— start Text passage —
If the elevation used to determine the required elevation of the lowest floor was determined in accordance with Section 6.05.06(B)(3)(b) of this ordinance, the documentation of height of the lowest floor above highest adjacent grade, prepared by the owner or the owner's authorized agent.
E.
Buildings, Structures And Facilities Exempt from the Florida Building Code, Final Inspection. As part of the final inspection, the owner or owner's authorized agent shall submit to the Floodplain Administrator a final certification of elevation of the lowest floor or final documentation of the height of the lowest floor above the highest adjacent grade; such certifications and documentations shall be prepared as specified in Section 6.05.06(D) of this ordinance.
F.
Manufactured Homes. The Floodplain Administrator shall inspect manufactured homes that are installed or replaced in flood hazard areas to determine compliance with the requirements of this ordinance and the conditions of the issued permit. Upon placement of a manufactured home, certification of the elevation of the lowest floor shall be submitted to the Floodplain Administrator.
(Ord. No. 18-001, Pt. A, 1-23-2018)
A.
— end Text passage —
— start Supplied data —
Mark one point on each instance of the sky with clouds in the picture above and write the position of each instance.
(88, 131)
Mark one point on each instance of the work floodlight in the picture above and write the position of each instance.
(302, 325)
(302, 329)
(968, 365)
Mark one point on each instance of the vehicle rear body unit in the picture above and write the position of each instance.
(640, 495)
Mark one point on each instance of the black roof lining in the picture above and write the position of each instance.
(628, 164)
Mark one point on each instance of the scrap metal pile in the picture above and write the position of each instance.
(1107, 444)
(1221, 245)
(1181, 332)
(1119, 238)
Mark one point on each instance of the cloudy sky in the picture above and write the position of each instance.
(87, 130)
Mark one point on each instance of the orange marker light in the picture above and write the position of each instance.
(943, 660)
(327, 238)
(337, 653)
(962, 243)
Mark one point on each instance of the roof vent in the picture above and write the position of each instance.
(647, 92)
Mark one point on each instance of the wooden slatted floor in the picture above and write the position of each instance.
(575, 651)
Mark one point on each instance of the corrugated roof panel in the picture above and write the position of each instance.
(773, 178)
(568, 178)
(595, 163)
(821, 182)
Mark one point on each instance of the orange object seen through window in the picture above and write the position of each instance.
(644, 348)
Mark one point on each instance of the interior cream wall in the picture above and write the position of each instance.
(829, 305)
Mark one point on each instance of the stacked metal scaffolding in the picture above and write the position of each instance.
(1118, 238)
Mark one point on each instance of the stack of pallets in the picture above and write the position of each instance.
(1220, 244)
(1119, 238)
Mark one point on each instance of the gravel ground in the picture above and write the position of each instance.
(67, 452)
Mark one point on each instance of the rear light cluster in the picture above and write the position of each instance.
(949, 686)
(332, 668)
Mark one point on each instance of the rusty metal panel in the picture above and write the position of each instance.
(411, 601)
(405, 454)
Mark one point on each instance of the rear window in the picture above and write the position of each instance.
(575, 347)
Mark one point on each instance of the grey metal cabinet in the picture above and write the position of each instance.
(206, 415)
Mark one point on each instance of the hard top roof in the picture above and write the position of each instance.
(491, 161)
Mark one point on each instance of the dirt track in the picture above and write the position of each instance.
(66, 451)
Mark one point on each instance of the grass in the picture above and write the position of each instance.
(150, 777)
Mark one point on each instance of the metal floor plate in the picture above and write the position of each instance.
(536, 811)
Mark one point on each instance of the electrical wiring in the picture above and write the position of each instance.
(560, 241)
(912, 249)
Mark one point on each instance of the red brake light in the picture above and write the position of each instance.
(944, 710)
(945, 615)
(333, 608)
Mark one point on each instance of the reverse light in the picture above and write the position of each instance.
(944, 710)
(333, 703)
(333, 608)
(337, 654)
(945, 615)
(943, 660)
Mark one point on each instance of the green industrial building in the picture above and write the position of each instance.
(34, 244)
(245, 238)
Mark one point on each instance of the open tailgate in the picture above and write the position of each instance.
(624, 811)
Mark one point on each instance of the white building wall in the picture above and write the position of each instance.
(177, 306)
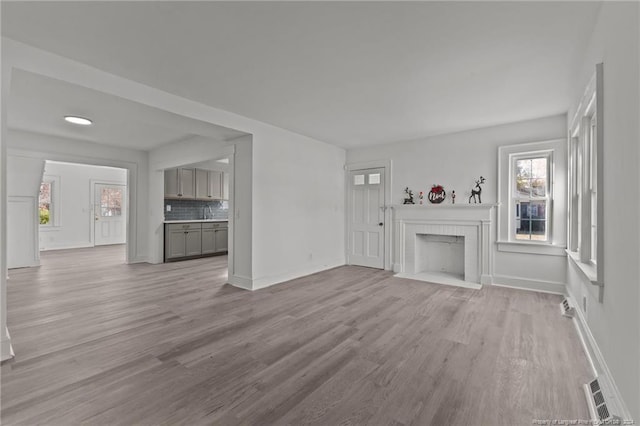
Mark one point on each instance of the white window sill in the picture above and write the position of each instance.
(589, 270)
(531, 248)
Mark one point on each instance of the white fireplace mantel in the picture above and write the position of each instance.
(474, 222)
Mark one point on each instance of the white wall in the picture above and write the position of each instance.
(456, 161)
(615, 323)
(298, 205)
(6, 350)
(74, 193)
(24, 175)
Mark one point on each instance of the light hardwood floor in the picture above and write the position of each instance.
(99, 342)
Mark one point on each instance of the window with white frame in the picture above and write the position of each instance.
(48, 202)
(585, 208)
(531, 211)
(530, 202)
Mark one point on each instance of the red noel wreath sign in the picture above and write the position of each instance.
(437, 194)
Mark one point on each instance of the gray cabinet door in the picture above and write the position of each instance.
(202, 185)
(193, 242)
(187, 183)
(208, 240)
(222, 239)
(175, 244)
(215, 183)
(171, 183)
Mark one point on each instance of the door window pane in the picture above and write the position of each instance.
(374, 179)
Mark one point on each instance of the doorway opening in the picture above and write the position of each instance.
(197, 200)
(83, 206)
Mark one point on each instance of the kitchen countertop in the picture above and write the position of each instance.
(196, 220)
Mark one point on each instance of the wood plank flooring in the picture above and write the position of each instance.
(99, 342)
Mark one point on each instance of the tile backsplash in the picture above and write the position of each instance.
(195, 209)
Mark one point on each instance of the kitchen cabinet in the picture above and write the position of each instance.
(215, 237)
(222, 240)
(182, 240)
(180, 183)
(208, 185)
(195, 239)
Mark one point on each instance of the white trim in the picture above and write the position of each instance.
(375, 164)
(555, 234)
(540, 286)
(92, 198)
(240, 282)
(588, 270)
(595, 357)
(260, 283)
(54, 202)
(6, 349)
(531, 248)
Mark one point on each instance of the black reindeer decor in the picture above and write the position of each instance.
(477, 191)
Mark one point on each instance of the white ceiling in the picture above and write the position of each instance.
(351, 74)
(38, 104)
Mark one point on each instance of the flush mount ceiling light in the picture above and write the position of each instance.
(78, 120)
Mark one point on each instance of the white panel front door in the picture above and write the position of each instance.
(366, 218)
(110, 214)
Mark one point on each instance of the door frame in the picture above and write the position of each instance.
(92, 183)
(363, 165)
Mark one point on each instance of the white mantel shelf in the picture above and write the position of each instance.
(474, 222)
(445, 205)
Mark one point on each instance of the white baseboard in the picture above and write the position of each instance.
(67, 247)
(595, 357)
(259, 283)
(29, 264)
(240, 282)
(6, 350)
(528, 284)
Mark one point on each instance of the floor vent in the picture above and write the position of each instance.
(601, 401)
(566, 309)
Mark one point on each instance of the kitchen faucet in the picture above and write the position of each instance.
(204, 212)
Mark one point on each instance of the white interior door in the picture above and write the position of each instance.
(366, 218)
(110, 210)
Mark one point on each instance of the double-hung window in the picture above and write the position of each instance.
(531, 196)
(48, 202)
(585, 208)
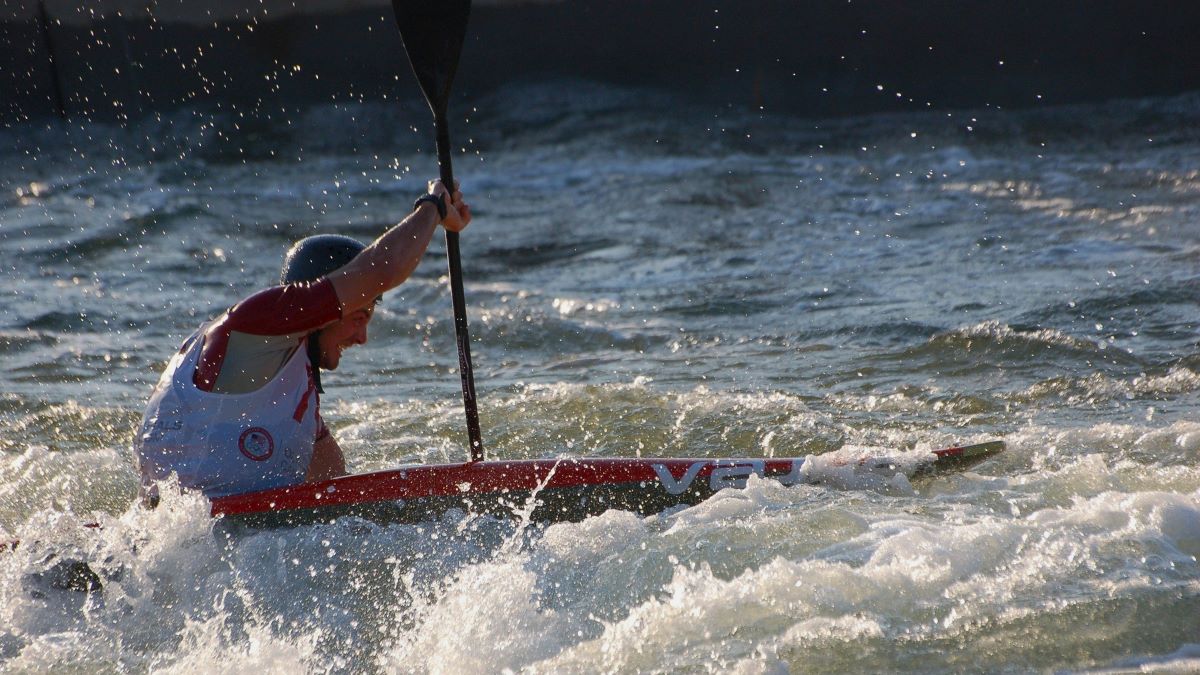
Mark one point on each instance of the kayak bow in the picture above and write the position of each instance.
(557, 489)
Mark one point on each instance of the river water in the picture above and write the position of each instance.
(711, 281)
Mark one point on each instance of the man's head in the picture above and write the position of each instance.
(311, 258)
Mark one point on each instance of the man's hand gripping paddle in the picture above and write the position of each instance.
(433, 33)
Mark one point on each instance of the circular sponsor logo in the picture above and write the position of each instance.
(257, 443)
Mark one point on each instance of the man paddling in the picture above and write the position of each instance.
(238, 407)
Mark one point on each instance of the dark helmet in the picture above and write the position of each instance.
(313, 257)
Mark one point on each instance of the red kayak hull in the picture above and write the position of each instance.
(545, 489)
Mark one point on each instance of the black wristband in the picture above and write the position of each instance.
(436, 199)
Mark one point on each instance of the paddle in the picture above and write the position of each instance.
(433, 31)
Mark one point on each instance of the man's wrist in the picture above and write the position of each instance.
(438, 201)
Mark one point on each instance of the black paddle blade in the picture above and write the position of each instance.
(433, 33)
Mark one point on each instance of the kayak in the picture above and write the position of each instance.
(551, 490)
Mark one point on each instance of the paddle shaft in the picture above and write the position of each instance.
(457, 297)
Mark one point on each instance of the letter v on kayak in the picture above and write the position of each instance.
(557, 489)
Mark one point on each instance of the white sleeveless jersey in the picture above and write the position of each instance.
(229, 443)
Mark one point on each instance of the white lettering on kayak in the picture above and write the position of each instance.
(726, 473)
(681, 485)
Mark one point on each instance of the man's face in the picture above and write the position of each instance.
(341, 335)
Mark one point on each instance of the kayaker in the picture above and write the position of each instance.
(237, 410)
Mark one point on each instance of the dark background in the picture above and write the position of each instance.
(819, 59)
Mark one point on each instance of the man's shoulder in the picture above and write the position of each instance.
(285, 310)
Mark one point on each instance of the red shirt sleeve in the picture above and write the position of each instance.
(292, 310)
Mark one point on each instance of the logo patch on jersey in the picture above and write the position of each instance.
(257, 443)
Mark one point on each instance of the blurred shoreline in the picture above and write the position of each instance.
(123, 60)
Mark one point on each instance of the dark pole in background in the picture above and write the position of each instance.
(43, 19)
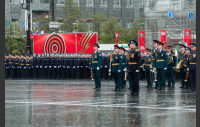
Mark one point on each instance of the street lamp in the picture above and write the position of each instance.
(28, 47)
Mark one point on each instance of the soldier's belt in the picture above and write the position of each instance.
(115, 64)
(160, 60)
(132, 62)
(94, 61)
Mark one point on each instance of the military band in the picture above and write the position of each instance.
(121, 64)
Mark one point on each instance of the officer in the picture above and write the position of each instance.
(161, 63)
(180, 57)
(133, 59)
(186, 58)
(148, 68)
(117, 66)
(153, 52)
(170, 69)
(192, 66)
(123, 70)
(96, 66)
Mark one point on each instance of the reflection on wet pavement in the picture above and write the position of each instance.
(50, 103)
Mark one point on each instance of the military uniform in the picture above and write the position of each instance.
(133, 59)
(161, 63)
(96, 67)
(192, 68)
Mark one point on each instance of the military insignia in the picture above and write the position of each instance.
(194, 55)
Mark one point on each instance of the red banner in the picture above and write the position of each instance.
(163, 38)
(64, 43)
(187, 37)
(142, 41)
(117, 35)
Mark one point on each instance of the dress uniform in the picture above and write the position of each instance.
(117, 67)
(192, 67)
(123, 57)
(161, 63)
(148, 66)
(96, 67)
(133, 59)
(170, 70)
(182, 73)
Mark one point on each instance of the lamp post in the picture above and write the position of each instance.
(28, 46)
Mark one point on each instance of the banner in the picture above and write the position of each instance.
(117, 35)
(64, 43)
(163, 38)
(142, 47)
(187, 37)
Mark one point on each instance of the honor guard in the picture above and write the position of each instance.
(133, 59)
(123, 70)
(153, 52)
(192, 66)
(160, 65)
(180, 58)
(148, 68)
(172, 60)
(96, 66)
(116, 68)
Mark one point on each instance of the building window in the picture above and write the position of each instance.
(117, 3)
(129, 3)
(103, 2)
(89, 3)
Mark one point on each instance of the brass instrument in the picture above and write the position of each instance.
(179, 66)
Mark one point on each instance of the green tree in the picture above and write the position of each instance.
(15, 42)
(72, 17)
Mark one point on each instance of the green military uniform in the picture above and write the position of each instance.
(170, 72)
(117, 64)
(96, 68)
(161, 63)
(182, 73)
(148, 65)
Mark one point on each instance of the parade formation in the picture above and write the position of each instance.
(156, 64)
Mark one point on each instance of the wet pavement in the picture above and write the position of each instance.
(73, 103)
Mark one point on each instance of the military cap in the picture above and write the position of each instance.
(96, 45)
(133, 42)
(193, 44)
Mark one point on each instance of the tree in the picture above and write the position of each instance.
(15, 42)
(72, 17)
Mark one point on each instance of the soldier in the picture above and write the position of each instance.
(186, 59)
(180, 57)
(96, 66)
(117, 66)
(123, 57)
(153, 52)
(148, 68)
(133, 59)
(192, 66)
(161, 63)
(170, 69)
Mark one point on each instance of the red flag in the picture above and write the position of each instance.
(142, 41)
(117, 35)
(163, 38)
(187, 37)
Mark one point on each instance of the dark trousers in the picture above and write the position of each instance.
(161, 77)
(170, 76)
(134, 80)
(97, 77)
(193, 78)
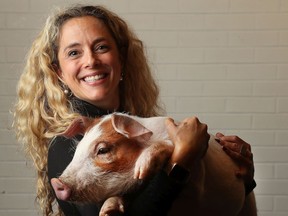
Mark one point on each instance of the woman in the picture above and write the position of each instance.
(86, 61)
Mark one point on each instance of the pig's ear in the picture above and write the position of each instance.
(130, 128)
(78, 126)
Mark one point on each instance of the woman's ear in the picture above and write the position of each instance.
(58, 71)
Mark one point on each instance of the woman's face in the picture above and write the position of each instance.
(89, 61)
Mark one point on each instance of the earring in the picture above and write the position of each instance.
(67, 91)
(122, 75)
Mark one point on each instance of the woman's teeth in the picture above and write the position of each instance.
(94, 78)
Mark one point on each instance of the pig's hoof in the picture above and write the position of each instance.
(112, 206)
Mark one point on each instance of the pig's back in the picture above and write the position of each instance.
(217, 192)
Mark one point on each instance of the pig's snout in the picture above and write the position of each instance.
(62, 191)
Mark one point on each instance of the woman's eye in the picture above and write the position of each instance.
(102, 48)
(73, 53)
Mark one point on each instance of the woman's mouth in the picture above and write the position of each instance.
(94, 78)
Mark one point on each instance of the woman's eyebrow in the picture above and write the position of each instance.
(72, 45)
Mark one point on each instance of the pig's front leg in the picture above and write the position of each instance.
(112, 206)
(152, 159)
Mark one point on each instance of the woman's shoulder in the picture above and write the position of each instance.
(60, 154)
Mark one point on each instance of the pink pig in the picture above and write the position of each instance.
(118, 150)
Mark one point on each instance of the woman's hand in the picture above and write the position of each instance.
(190, 139)
(240, 152)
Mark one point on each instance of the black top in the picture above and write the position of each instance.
(154, 200)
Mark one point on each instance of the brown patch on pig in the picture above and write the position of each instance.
(125, 151)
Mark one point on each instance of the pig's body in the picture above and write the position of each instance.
(118, 147)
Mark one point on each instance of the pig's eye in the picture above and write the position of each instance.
(103, 150)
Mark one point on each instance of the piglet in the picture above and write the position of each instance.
(118, 150)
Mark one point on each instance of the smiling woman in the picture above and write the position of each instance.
(85, 61)
(89, 62)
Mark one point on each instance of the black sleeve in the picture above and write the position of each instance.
(157, 197)
(60, 154)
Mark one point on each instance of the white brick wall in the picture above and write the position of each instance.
(225, 61)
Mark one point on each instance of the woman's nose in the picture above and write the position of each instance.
(91, 59)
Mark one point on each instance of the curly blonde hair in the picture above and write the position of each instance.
(42, 110)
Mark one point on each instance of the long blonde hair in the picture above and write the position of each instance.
(42, 110)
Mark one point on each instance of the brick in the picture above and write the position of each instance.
(281, 171)
(272, 55)
(179, 55)
(2, 54)
(17, 201)
(282, 72)
(282, 105)
(265, 203)
(170, 104)
(166, 72)
(17, 37)
(183, 88)
(2, 21)
(222, 122)
(253, 38)
(251, 72)
(283, 5)
(270, 121)
(255, 105)
(17, 185)
(140, 21)
(281, 203)
(254, 6)
(203, 39)
(281, 138)
(228, 55)
(25, 21)
(283, 38)
(15, 54)
(203, 6)
(279, 88)
(227, 89)
(201, 72)
(230, 22)
(270, 154)
(140, 6)
(196, 104)
(179, 22)
(255, 137)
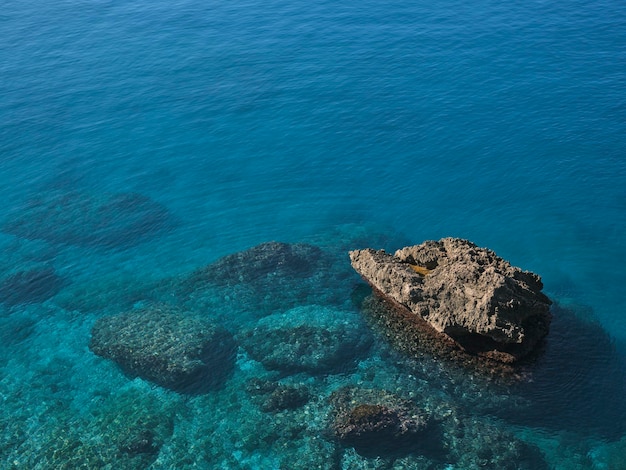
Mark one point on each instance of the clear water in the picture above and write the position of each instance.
(339, 124)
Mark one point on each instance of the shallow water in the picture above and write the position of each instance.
(139, 143)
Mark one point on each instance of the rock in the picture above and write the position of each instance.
(79, 218)
(464, 292)
(311, 339)
(274, 259)
(370, 418)
(32, 286)
(167, 347)
(268, 278)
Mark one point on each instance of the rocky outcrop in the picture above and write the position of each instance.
(464, 292)
(167, 347)
(370, 418)
(311, 339)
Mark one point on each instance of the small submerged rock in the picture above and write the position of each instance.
(376, 420)
(467, 293)
(311, 339)
(166, 346)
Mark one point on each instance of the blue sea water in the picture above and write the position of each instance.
(338, 124)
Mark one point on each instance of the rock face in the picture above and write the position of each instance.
(474, 297)
(167, 347)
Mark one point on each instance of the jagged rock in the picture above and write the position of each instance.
(79, 218)
(32, 286)
(467, 293)
(167, 347)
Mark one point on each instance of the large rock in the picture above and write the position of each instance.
(465, 292)
(167, 347)
(311, 338)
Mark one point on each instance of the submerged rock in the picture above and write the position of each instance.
(79, 218)
(467, 293)
(311, 339)
(268, 278)
(32, 286)
(375, 420)
(167, 347)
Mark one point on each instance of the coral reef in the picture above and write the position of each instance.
(79, 218)
(467, 293)
(268, 278)
(311, 339)
(166, 346)
(375, 420)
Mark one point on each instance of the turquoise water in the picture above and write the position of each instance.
(336, 124)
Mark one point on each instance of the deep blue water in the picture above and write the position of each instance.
(340, 124)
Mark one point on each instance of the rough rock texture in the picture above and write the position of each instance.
(167, 347)
(468, 293)
(268, 278)
(366, 418)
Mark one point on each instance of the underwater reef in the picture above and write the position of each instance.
(166, 346)
(281, 356)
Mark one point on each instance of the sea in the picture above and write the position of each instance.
(218, 159)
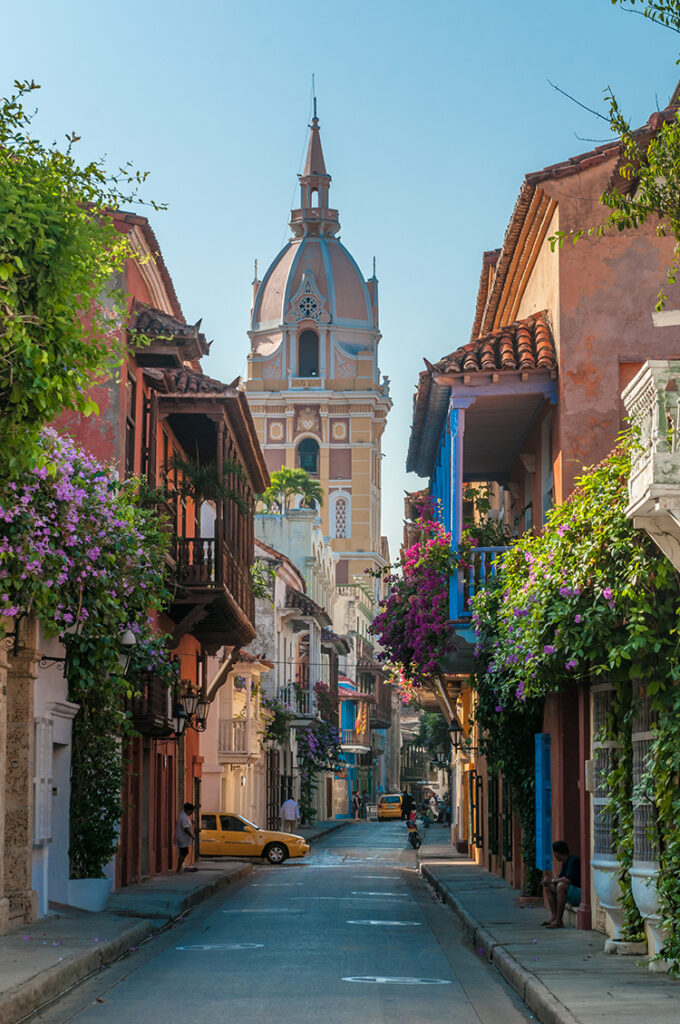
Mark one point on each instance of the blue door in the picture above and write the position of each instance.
(544, 856)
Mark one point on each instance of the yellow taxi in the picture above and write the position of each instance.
(234, 836)
(389, 806)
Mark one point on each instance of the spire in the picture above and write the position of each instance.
(314, 215)
(314, 164)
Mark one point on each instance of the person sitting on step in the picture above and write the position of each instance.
(563, 889)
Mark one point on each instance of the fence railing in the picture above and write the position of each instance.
(350, 737)
(483, 566)
(300, 699)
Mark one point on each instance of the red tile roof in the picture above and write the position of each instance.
(185, 381)
(526, 344)
(304, 604)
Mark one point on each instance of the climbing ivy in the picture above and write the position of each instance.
(589, 599)
(60, 257)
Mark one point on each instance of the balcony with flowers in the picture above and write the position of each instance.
(652, 402)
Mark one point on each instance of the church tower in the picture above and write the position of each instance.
(313, 383)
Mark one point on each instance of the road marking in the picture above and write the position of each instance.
(398, 981)
(368, 892)
(226, 945)
(266, 909)
(346, 899)
(395, 924)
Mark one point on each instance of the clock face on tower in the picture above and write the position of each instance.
— end Supplied data —
Exercise instructions: Copy out the ordinance passage on floodplain inspections in full, word for word.

Problem solution:
If the elevation used to determine the required elevation of the lowest floor was determined in accordance with Section 6.05.06(B)(3)(b) of this ordinance, the documentation of height of the lowest floor above highest adjacent grade, prepared by the owner or the owner's authorized agent.
E.
Buildings, Structures And Facilities Exempt from the Florida Building Code, Final Inspection. As part of the final inspection, the owner or owner's authorized agent shall submit to the Floodplain Administrator a final certification of elevation of the lowest floor or final documentation of the height of the lowest floor above the highest adjacent grade; such certifications and documentations shall be prepared as specified in Section 6.05.06(D) of this ordinance.
F.
Manufactured Homes. The Floodplain Administrator shall inspect manufactured homes that are installed or replaced in flood hazard areas to determine compliance with the requirements of this ordinance and the conditions of the issued permit. Upon placement of a manufactured home, certification of the elevation of the lowest floor shall be submitted to the Floodplain Administrator.
(Ord. No. 18-001, Pt. A, 1-23-2018)
A.